## [Problem set]
1. Could you rewrite the Erdogan commentary from "I have been" to "subsequently was rescinded." with "warning siren" changed to "alarm bell"?
2. Can you pick up the Erdogan commentary after its final sentence and keep writing?

## [Excerpt to read]
————————

Turkish PM Recep Tayyip Erdogan is a Crime Against Sanity

I have been sounding the warning siren about Turkish Prime Minister Recep Tayyip Erdogan for years.

His mask of moderation has been slipping steadily, if it ever was there.

He has engaged in repeated rants against Israel, and now he has gone the full distance reviving the vile and rebuked Zionism is Racism narrative made infamous in the 1975 UN Resolution, which subsequently was rescinded.

Via Times of Israel, Erdogan calls Zionism a ‘crime against humanity’:

Turkish Prime Minister Recep Tayyip Erdogan on Wednesday described Zionism as a “crime against humanity” on par with anti-Semitism and fascism.

Speaking in Vienna at a United Nations event devoted to dialogue between the West and Islam, Erdogan decried rising racism in Europe and the fact that many Muslims “who live in countries other than their own” often face harsh discrimination.

————————

## [Given records]
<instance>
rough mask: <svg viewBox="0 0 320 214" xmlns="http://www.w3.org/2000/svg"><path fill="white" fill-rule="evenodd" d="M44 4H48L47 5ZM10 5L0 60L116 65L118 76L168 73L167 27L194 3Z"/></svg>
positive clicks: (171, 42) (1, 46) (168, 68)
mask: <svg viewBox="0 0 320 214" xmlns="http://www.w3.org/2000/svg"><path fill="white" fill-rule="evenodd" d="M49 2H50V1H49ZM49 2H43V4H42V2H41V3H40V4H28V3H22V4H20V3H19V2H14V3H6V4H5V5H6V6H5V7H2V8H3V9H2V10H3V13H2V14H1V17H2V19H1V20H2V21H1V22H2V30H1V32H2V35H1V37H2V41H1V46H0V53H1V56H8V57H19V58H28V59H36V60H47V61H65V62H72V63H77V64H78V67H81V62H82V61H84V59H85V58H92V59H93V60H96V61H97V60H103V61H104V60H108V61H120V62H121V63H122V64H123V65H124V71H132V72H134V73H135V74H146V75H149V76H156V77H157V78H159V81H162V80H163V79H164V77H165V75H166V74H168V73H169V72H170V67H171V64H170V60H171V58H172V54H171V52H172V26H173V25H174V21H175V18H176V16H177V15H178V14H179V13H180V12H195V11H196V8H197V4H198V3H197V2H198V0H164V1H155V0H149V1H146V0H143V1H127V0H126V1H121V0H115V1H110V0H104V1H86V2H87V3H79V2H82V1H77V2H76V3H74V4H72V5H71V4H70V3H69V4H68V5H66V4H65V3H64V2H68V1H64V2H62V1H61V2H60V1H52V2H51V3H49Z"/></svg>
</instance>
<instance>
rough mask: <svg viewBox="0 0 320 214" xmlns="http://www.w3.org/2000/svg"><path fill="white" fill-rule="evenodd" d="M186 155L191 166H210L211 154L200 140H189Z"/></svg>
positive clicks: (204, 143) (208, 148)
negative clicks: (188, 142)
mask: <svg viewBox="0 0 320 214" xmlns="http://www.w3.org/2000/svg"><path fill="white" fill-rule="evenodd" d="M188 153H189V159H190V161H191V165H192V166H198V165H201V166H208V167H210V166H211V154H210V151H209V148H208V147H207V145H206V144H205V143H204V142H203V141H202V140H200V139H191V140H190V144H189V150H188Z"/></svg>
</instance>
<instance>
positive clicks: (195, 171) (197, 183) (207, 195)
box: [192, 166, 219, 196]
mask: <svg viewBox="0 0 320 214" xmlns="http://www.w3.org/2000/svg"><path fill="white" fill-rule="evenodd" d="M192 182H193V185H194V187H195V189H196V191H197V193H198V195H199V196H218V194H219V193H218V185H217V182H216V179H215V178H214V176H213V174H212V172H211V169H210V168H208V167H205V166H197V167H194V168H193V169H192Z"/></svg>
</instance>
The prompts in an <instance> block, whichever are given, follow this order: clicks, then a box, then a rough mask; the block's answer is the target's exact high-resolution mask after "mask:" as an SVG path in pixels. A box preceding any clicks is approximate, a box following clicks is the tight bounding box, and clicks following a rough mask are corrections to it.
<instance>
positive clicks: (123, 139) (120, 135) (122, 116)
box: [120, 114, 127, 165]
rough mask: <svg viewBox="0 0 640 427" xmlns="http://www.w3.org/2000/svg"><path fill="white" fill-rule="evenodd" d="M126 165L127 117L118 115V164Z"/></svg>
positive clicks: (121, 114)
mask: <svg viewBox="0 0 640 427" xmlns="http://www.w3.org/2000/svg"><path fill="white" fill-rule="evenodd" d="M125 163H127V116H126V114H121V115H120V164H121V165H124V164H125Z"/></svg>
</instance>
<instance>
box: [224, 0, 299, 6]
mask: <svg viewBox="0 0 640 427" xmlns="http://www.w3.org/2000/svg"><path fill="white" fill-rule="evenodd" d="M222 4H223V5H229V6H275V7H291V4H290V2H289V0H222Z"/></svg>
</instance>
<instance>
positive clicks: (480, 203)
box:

————————

## [Responses in order]
1.
I have been sounding the alarm bell about Turkish Prime Minister Recep Tayyip Erdogan for years.

His mask of moderation has been slipping steadily, if it ever was there.

He has engaged in repeated rants against Israel, and now he has gone the full distance reviving the vile and rebuked Zionism is Racism narrative made infamous in the 1975 UN Resolution, which subsequently was rescinded.

2.
“We should be striving to better understand the culture and beliefs of others, but instead we see that people act based on prejudice and exclude others and despise them,” Erdogan said, according to a simultaneous translation provided by the UN. “And that is why it is necessary that we must consider — just like Zionism or anti-Semitism or fascism — Islamophobia as a crime against humanity.”

The Turkish leader’s comments, made at the official opening of the fifth UN Alliance of Civilizations Global Forum, drew harsh criticism from UN Watch, a Geneva-based watchdog group monitoring anti-Israel bias and human rights abuses at the organization.

“Erdogan’s misuse of this global podium to incite hatred, and his resort to Ahmadinejad-style pronouncements appealing to the lowest common denominator in the Muslim world, will only strengthen the belief that his government is hewing to a confrontational stance, and fundamentally unwilling to end its four-year-old feud with Israel,” UN Watch said in a statement.

Prime Minister Benjamin Netanyahu responded on Twitter:

This guy Erdogan is the real deal, and I don’t mean that in a good way.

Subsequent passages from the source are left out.